COMPLETE THE FOLLOWING:
1 - From the SQL Server workshop notes, write out word for word the part that opens with the words containing "# SQL Queries" and closes with "the same name)".
2 - Translate this sentence from the SQL Server workshop notes into Spanish: "Each has its own special variety of SQL, but the general format of the queries is the same."

ARTICLE:
In [1]:
%pylab inline

Populating the interactive namespace from numpy and matplotlib


<hr>
# Introduction to MS SQL Server

By Kaitlin Cornwell and Alex Cao  


April 20, 2018  

<a href="http://cscar.research.umich.edu/" target="_blank">CSCAR</a> at The University of Michigan

Please fill out the workshop sign-in <a href="https://goo.gl/forms/kLpPDHKlwZIV5ZpD2" target="_blank">here</a>


We'll practice our MS SQL Server queries using SQL Server Management Studio (a.k.a. SSMS).

Structured Query Language ("SQL") allows you to extract or change specific information in a relational database (i.e. a series of tables). 

MySQL, SQLite, PostgreSQL, MS SQL Server, etc. are all database management systems that rely on SQL. Each has its own special variety of SQL, but the general format of the queries is the same. The flavor of SQL for MS SQL Server is Transact-SQL or T-SQL. Make sure you include T-SQL when you are googling for solutions otherwise you might get a solution for another database type.

# SQL Queries

## Format
Series of commands followed by argument(s)

When dealing with multiple tables, identify a column name with tablename.columnname (required if there is more than one column with the same name)

End query with semicolon for multiple consecutive queries

## Style + Readability
Table names and column names can be case sensitive. For MS SQL Server, it is NOT case sensitive. Depends on the database. 

SQL keywords are NOT case sensitive

Standard format: Commands in all-caps

Each command set on new line

## Comments
Single-line comments:

-- begin line with two hyphens

Multi-line comments:

/\* enclose comment
in asterisk|slashes \*/

# SELECT, FROM, AS
The SELECT command specifies the desired columns 

The FROM command specifies the table from which those columns should be selected

The AS command temporarily renames a column or table with the specified name (an "alias")

An '\*' character selects all columns in a table

## Example
To retrieve all items from the resource catalog of items used in surgical cases:

**SELECT *  
FROM itmcat**

To retieve only the item manufacturer number, item description, and the date the item was added to the resource catalog, you would use the command:

**SELECT itm_altdesc, itm_procat, itm_adddate  
FROM itmcat**

To do the above while renaming the columns:

**SELECT itm_altdesc AS 'Item description', itm_procat AS Category, itm_adddate AS [Date added]  
FROM itmcat**

## Practice 1
In the table that contains product category information (prdmas), retreive all columns except prd_order, prd_dpcorder, and prd_serial. Rename prd_code and prd_catgry, but call them "Code" and "Product Category".

(Entries from a labeling collection)
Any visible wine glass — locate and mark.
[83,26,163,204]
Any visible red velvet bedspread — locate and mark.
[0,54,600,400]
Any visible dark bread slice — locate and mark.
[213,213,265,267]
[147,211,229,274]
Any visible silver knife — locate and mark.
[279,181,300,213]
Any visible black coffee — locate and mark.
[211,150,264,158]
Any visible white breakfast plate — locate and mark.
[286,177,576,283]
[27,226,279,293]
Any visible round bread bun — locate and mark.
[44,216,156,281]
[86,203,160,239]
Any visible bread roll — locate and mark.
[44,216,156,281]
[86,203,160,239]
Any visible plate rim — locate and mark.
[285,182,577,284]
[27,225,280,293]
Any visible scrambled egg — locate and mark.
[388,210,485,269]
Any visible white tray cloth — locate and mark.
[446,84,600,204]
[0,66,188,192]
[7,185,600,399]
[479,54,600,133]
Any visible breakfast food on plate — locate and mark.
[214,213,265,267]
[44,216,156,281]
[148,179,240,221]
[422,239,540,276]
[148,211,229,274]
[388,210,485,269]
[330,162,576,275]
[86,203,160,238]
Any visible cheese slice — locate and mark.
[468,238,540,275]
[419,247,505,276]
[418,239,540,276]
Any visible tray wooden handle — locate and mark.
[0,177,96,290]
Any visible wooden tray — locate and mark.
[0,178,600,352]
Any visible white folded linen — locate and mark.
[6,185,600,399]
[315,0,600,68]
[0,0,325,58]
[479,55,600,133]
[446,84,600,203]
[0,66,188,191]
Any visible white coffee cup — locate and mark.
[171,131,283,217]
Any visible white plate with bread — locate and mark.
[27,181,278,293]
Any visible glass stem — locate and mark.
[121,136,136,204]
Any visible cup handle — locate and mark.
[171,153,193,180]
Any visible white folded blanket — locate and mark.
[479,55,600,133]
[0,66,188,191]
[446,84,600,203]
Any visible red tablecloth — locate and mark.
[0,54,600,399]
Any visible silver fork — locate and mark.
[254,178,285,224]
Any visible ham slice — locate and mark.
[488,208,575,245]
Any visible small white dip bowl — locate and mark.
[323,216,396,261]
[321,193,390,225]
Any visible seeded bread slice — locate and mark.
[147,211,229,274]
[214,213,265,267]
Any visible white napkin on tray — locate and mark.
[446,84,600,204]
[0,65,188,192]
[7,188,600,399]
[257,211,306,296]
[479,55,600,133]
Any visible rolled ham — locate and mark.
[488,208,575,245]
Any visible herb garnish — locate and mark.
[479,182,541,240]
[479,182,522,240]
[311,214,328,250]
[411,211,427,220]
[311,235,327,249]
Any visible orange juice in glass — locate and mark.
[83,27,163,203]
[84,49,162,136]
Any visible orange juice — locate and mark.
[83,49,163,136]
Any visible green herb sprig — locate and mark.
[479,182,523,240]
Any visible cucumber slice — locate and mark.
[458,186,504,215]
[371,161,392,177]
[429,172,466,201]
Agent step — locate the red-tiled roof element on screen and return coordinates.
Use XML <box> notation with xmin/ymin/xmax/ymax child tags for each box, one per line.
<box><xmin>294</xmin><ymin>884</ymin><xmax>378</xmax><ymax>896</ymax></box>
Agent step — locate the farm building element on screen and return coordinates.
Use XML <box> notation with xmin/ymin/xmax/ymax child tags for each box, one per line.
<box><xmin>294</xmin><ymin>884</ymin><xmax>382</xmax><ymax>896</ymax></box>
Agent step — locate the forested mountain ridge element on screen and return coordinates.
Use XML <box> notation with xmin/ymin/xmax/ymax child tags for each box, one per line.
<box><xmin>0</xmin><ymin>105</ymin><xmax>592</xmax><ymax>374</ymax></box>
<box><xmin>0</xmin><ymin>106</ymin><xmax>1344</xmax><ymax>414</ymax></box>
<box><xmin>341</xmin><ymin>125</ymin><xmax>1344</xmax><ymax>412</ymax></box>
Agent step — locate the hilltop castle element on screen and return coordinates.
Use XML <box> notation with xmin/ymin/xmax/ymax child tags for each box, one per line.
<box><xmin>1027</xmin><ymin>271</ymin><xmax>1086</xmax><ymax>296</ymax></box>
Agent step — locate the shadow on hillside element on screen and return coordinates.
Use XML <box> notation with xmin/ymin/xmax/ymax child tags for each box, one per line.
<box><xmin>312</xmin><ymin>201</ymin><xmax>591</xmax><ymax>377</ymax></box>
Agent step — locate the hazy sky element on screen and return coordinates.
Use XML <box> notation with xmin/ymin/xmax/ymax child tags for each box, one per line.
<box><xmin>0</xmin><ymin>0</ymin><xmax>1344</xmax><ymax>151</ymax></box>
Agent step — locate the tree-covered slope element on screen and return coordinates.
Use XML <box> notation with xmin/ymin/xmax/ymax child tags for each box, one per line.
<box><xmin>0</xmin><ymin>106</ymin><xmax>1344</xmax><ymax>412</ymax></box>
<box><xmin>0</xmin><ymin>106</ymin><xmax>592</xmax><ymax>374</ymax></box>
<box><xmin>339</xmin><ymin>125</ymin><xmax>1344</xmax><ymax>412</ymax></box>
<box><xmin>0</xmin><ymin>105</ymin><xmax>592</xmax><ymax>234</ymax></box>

RESPONSES:
1 -
# SQL Queries

## Format
Series of commands followed by argument(s)

When dealing with multiple tables, identify a column name with tablename.columnname (required if there is more than one column with the same name)

2 - Cada uno tiene su propia variedad especial de SQL, pero el formato general de las consultas es el mismo.